**WHAT IS EXPECTED**
Exactly and only the lines from the one containing "The pointer SHOULD return, for each instance of the patch" through the close of the entries below are to be set down.

○ ○ ○ ○ ○ ○ ○

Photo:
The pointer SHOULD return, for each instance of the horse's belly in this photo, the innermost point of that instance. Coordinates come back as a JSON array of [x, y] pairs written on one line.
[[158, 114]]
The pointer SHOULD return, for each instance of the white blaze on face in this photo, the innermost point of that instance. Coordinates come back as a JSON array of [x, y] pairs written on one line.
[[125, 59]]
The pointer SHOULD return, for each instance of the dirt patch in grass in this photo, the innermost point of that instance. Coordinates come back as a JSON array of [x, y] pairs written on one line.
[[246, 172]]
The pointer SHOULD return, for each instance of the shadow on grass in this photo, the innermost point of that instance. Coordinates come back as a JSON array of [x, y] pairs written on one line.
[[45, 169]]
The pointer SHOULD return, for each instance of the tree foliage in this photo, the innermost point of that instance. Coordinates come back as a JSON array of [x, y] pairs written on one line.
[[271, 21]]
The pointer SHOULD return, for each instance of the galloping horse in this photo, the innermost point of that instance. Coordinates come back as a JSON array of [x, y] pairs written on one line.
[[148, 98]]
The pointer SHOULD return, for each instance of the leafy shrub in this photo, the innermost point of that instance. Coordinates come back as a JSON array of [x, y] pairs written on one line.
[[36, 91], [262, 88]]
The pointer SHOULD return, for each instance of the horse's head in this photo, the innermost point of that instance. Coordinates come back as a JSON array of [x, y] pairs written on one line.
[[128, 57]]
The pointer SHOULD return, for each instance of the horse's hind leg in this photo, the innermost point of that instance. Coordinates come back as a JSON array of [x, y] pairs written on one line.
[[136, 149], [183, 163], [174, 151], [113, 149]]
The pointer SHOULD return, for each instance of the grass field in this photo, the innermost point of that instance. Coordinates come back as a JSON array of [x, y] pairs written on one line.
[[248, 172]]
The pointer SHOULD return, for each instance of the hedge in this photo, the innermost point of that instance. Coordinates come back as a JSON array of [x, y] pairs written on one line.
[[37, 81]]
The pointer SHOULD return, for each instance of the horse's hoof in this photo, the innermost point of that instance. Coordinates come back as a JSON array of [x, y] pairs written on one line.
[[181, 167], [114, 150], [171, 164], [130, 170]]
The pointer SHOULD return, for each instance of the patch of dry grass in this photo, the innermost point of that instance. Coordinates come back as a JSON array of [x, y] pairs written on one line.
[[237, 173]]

○ ○ ○ ○ ○ ○ ○

**WRITTEN RESPONSE**
The pointer SHOULD return, for each instance of the patch of dry grass in this photo, the innermost point of that instance. Coordinates come back as a JSON array of [x, y] pairs written on one line.
[[237, 173]]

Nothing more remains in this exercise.